Task material Start Marker
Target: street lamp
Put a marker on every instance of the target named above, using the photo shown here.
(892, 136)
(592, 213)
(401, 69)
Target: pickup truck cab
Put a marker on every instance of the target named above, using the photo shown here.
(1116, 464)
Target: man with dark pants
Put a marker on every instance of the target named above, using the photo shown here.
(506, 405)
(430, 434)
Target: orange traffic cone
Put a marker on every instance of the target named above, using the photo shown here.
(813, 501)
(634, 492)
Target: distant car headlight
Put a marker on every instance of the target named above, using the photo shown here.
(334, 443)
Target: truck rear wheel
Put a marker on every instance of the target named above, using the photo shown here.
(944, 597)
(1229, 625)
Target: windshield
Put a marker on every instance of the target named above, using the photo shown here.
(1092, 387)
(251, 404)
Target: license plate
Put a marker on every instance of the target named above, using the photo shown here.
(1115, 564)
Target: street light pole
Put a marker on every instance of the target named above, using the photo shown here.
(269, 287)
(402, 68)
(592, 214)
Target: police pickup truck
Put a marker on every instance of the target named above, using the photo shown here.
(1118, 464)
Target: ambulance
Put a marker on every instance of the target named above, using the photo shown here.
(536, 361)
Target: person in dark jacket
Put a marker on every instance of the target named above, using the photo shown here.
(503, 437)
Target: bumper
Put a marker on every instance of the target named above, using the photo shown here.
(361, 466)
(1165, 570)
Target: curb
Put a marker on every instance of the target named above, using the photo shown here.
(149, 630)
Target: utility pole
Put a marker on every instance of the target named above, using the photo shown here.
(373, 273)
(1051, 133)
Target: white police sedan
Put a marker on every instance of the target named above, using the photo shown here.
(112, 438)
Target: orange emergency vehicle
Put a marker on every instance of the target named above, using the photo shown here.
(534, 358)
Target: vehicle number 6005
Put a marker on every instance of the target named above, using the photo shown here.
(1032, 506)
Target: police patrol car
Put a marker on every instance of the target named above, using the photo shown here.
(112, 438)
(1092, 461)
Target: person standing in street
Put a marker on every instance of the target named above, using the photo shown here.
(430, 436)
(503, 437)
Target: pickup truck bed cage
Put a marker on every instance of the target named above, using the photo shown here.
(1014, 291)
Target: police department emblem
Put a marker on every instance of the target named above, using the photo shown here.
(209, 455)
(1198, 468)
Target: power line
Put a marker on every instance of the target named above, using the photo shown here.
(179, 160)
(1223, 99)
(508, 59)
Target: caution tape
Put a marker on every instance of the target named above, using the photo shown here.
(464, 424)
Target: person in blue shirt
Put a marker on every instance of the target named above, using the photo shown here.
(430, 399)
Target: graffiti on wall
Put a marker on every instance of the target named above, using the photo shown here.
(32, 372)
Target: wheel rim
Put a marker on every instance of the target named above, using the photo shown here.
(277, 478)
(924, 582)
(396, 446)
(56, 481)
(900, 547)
Task material End Marker
*What to work on*
From the data above, copy every line where "orange" appears.

*Exercise response*
Target: orange traffic cone
Target: orange emergency vehicle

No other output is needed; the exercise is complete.